## WORK INSTRUCTION A:
Decide whether each statement agrees with the piano music excerpt: (i) Grieg published 66 Lyric Pieces between 1867 and 1901; (ii) Grieg's daughter Alexandra died of meningitis as an infant; (iii) Chopin and George Sand lived only in Paris. For each, answer yes or no and quote the words of the excerpt that settle it.
## WORK INSTRUCTION B:
Answer these questions from the piano music excerpt:
(i) What illness had Chopin been diagnosed with?
(ii) What was Nina Hagerup's profession?
(iii) What is the title of Grieg's last Lyric Piece?
## WORK INSTRUCTION C:
Reproduce the part of the piano music excerpt that begins at the words "But their relationship, and" and stops after "for solo piano.".

## EXCERPT:

#####

By the mid-1780s, C.P.E. Bach had spent his entire career in the shadow of his father J.S. Bach, the greatest giant of the Baroque Era. (His mother, by the way, was the wife that Bach had lost in 1720.)

C.P.E. Bach

Carl Philipp Emanuel Bach

Meanwhile, his students would become well-known composers during the Classical Era.

He was one of the composers who had built a bridge between the two generations.

It’s very possible that he was reflecting on his life and legacy around the time he wrote this confessional fantasia, with its unpredictable surging sighs that ultimately all collapse into melancholy meanders.

Chopin – Nocturne No. 13 in C-minor, Op. 48, No. 1 (1841)  

In 1841, Chopin was at the height of his artistic maturity, but facing increasing physical frailty, thanks to his tuberculosis diagnosis.

He and his lover, authoress George Sand, had settled into a domestic rhythm in Paris and at her family home in rural France.

Portrait of Frédéric Chopin and George Sand by Eugène Delacroix

Portrait of Frédéric Chopin and George Sand by Eugène Delacroix

But their relationship, and the relationship between Sand and her two teenage children, were all starting to show cracks.

Chopin was also deeply homesick for his Polish homeland, continually distressed by Polish politics and his status as a permanent exile.

The C-minor Nocturne is one of his darker pieces for solo piano: elegant and melancholy, but bitterly so.

Its quiet, contrasting middle section is a cry from the heart of a man who was feeling increasingly sick, isolated, and vulnerable.

Grieg – Lyric Pieces, Book I, Op. 12, No. 1, “Arietta” (c. 1866)  

Over the course of his career, between 1867 and 1901, Edvard Grieg published 66 “Lyric Pieces” for solo piano.

This brief “Arietta” was the very first one, written around the time of his marriage to his wife, soprano Nina Hagerup.

In 1901, a few years before his death, he reused the theme in his very last Lyric Piece, “Efterklang” (“Remembrances”).

Edvard Grieg | “Remembrances” Op. 71 No. 7 from “Lyric pieces” (by Vadim Chaimovich)   

Was he remembering a sad thing in particular? It’s possible: in 1868, the year after the lullaby-like Arietta was written, he and his wife had their only surviving baby, Alexandra.

Alexandra died of meningitis when she was still an infant, and the couple never had any more children.

That was just one of the many struggles that he and Nina survived as a married couple.

Edvard Grieg and Nina Hagerup Grieg

Edvard Grieg and Nina Hagerup Grieg

Although their relationship was occasionally rocky, they were married until he died.

Maybe turning a 35-year-old theme into a quiet waltz was his way of communicating that he – and they – had made it through decades of marriage, despite the troubles and tragedies they’d endured to get there.

Scriabin – Prelude in E minor, Op. 11, No. 4 (1888)

#####

(Phrase grounding data)
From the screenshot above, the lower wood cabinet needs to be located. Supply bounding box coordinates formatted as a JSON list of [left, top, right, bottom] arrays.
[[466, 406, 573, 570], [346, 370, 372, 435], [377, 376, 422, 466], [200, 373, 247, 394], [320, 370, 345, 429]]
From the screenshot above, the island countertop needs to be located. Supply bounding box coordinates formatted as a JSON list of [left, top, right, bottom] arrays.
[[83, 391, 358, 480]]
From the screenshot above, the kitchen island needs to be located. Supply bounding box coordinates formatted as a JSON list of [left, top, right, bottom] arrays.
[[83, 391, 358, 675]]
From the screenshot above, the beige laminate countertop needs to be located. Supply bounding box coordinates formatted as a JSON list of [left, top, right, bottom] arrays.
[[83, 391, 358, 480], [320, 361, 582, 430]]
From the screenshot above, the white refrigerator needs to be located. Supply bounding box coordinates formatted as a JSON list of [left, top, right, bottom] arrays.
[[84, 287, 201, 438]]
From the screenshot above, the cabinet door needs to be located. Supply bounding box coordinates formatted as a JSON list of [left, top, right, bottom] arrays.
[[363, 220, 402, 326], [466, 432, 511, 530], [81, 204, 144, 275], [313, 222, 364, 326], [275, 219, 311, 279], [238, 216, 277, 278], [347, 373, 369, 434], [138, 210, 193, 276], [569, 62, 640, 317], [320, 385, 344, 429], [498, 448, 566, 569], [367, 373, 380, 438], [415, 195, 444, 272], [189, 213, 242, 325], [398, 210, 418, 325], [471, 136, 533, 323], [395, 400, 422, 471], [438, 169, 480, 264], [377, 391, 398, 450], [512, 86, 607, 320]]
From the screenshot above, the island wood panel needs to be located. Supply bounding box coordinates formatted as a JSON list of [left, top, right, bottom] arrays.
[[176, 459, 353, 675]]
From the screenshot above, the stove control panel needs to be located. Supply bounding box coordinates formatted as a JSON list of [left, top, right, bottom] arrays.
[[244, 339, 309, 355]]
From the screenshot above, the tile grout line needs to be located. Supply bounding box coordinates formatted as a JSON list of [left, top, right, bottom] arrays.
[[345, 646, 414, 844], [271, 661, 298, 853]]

#####

## RESULT A:
(i) Yes: "between 1867 and 1901, Edvard Grieg published 66 “Lyric Pieces” for solo piano."
(ii) Yes: "Alexandra died of meningitis when she was still an infant"
(iii) No: "had settled into a domestic rhythm in Paris and at her family home in rural France."

## RESULT B:
(i) Tuberculosis
(ii) She was a soprano.
(iii) “Efterklang” (“Remembrances”)

## RESULT C:
But their relationship, and the relationship between Sand and her two teenage children, were all starting to show cracks.

Chopin was also deeply homesick for his Polish homeland, continually distressed by Polish politics and his status as a permanent exile.

The C-minor Nocturne is one of his darker pieces for solo piano: elegant and melancholy, but bitterly so.

Its quiet, contrasting middle section is a cry from the heart of a man who was feeling increasingly sick, isolated, and vulnerable.

Grieg – Lyric Pieces, Book I, Op. 12, No. 1, “Arietta” (c. 1866)  

Over the course of his career, between 1867 and 1901, Edvard Grieg published 66 “Lyric Pieces” for solo piano.